— Input records —

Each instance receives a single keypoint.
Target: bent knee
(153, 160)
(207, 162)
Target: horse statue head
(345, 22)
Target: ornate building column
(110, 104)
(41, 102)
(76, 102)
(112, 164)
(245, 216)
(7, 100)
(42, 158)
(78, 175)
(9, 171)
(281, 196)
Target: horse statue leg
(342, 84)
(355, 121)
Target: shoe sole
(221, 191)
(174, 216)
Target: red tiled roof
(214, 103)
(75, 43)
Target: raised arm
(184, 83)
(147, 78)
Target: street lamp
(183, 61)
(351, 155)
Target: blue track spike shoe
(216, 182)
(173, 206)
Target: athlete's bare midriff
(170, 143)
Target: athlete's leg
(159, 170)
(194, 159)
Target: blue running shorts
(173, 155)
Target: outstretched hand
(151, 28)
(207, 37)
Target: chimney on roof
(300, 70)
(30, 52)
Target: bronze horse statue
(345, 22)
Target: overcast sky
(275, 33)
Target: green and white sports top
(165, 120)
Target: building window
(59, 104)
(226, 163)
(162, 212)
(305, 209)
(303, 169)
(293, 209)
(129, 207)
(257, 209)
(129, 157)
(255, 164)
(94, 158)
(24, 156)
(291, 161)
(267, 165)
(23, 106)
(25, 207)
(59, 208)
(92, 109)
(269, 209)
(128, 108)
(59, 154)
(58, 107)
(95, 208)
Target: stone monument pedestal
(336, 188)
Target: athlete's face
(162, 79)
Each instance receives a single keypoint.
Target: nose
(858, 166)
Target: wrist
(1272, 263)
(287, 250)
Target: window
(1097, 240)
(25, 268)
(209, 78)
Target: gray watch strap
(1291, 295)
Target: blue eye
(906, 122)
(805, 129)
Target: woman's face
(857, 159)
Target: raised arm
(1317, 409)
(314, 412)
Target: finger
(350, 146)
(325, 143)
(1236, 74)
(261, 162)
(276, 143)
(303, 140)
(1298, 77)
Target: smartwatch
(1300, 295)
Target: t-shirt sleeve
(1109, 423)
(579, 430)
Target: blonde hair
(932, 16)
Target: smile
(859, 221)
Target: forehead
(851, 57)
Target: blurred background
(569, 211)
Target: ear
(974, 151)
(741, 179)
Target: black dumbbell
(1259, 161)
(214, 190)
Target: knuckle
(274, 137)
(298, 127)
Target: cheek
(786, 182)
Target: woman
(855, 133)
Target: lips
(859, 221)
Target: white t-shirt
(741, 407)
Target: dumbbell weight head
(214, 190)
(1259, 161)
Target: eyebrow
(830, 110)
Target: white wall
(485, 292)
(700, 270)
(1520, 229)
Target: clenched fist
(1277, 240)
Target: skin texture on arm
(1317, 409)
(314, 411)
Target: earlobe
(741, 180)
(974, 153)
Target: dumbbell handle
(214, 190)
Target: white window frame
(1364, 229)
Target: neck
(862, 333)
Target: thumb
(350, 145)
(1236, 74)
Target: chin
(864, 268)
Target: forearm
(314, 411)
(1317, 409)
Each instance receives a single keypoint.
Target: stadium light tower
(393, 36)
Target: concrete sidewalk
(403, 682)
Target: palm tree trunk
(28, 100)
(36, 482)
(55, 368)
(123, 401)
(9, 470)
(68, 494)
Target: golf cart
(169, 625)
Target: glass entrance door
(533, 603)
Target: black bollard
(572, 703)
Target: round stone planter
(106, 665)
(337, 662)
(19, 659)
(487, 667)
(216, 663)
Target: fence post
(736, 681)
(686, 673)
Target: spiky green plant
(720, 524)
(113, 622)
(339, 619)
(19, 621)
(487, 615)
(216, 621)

— Work to complete —
Rewrite all the items above, changing "Target" to "Object" each time it appears and leaving everything else untouched.

— Solved problem —
Each instance receives a single keypoint.
Object: bent knee
(153, 160)
(207, 162)
Object: horse statue head
(345, 22)
Object: ornate building column
(110, 104)
(41, 102)
(76, 102)
(112, 164)
(245, 216)
(7, 100)
(42, 158)
(78, 175)
(9, 171)
(281, 196)
Object: horse statue leg
(342, 84)
(355, 121)
Object: shoe sole
(221, 191)
(174, 216)
Object: red tiled roof
(214, 103)
(75, 43)
Object: raised arm
(184, 83)
(147, 78)
Object: street lamp
(183, 61)
(351, 155)
Object: blue track spike shoe
(216, 182)
(173, 206)
Object: athlete's bare midriff
(170, 143)
Object: athlete's leg
(159, 170)
(194, 159)
Object: blue running shorts
(173, 155)
Object: outstretched hand
(151, 28)
(207, 37)
Object: chimney on roof
(300, 70)
(30, 52)
Object: bronze horse statue
(345, 22)
Object: overcast sky
(275, 33)
Object: green and white sports top
(165, 120)
Object: building window
(59, 104)
(226, 163)
(162, 212)
(305, 209)
(303, 169)
(293, 209)
(129, 207)
(257, 209)
(129, 157)
(255, 164)
(94, 158)
(24, 156)
(291, 161)
(267, 165)
(23, 106)
(25, 207)
(59, 208)
(92, 109)
(269, 209)
(128, 108)
(59, 154)
(58, 107)
(95, 208)
Object: stone monument pedestal
(336, 188)
Object: athlete's face
(162, 79)
Each instance receives a single keypoint.
Object: nose
(858, 166)
Object: wrist
(1272, 263)
(287, 250)
Object: window
(1097, 240)
(25, 268)
(209, 78)
Object: gray watch strap
(1291, 295)
Object: blue eye
(906, 122)
(805, 129)
Object: woman's face
(857, 159)
Object: raised arm
(1317, 409)
(314, 412)
Object: finger
(350, 146)
(325, 143)
(1236, 74)
(261, 162)
(276, 143)
(303, 140)
(1298, 77)
Object: smartwatch
(1300, 295)
Object: t-shirt sleeve
(1109, 423)
(579, 430)
Object: blonde hair
(932, 16)
Object: smile
(859, 221)
Object: forehead
(851, 57)
Object: blurred background
(569, 211)
Object: ear
(974, 151)
(741, 179)
Object: black dumbbell
(1259, 161)
(214, 190)
Object: knuckle
(274, 137)
(298, 127)
Object: cheek
(786, 182)
Object: woman
(855, 133)
Object: lips
(859, 221)
Object: white t-shirt
(741, 407)
Object: dumbbell weight head
(214, 190)
(1259, 161)
Object: eyebrow
(830, 110)
Object: white wall
(485, 292)
(700, 270)
(1520, 229)
Object: clenched fist
(1277, 240)
Object: skin texture on arm
(1317, 409)
(314, 411)
Object: earlobe
(741, 180)
(974, 153)
Object: dumbbell handle
(214, 190)
Object: white window frame
(1364, 229)
Object: neck
(862, 333)
Object: thumb
(350, 145)
(1236, 74)
Object: chin
(864, 268)
Object: forearm
(314, 411)
(1317, 409)
Each instance receives a single keypoint.
Object: stadium light tower
(393, 36)
Object: concrete sidewalk
(403, 682)
Object: palm tree trunk
(28, 100)
(36, 482)
(55, 368)
(123, 401)
(9, 470)
(68, 494)
Object: golf cart
(169, 625)
Object: glass entrance door
(533, 603)
Object: black bollard
(572, 703)
Object: round stone planter
(106, 665)
(337, 662)
(19, 659)
(487, 667)
(216, 663)
Object: fence post
(736, 681)
(686, 673)
Object: spiky green plant
(720, 524)
(113, 622)
(339, 619)
(19, 621)
(487, 615)
(216, 621)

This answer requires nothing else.